→ **Activity**:
For the data below, report how many lines include the word "panel", and write nothing else.

══ Data under study ══

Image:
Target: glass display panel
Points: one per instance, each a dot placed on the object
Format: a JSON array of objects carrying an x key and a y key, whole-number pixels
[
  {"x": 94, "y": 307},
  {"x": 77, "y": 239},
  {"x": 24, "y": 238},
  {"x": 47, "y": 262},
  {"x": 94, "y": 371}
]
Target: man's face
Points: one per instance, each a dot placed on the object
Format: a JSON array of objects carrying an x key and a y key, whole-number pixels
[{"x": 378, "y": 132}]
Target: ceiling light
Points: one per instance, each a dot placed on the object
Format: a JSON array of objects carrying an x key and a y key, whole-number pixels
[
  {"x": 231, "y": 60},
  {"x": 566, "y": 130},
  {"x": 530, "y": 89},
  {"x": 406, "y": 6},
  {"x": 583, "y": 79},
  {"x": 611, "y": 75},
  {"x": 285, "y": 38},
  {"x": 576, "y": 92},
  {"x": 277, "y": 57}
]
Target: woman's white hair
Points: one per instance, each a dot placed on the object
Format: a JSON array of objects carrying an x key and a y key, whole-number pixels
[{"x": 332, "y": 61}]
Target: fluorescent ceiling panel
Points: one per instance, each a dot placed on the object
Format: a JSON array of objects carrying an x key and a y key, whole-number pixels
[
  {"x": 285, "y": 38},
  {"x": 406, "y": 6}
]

═══

→ **Completed exercise**:
2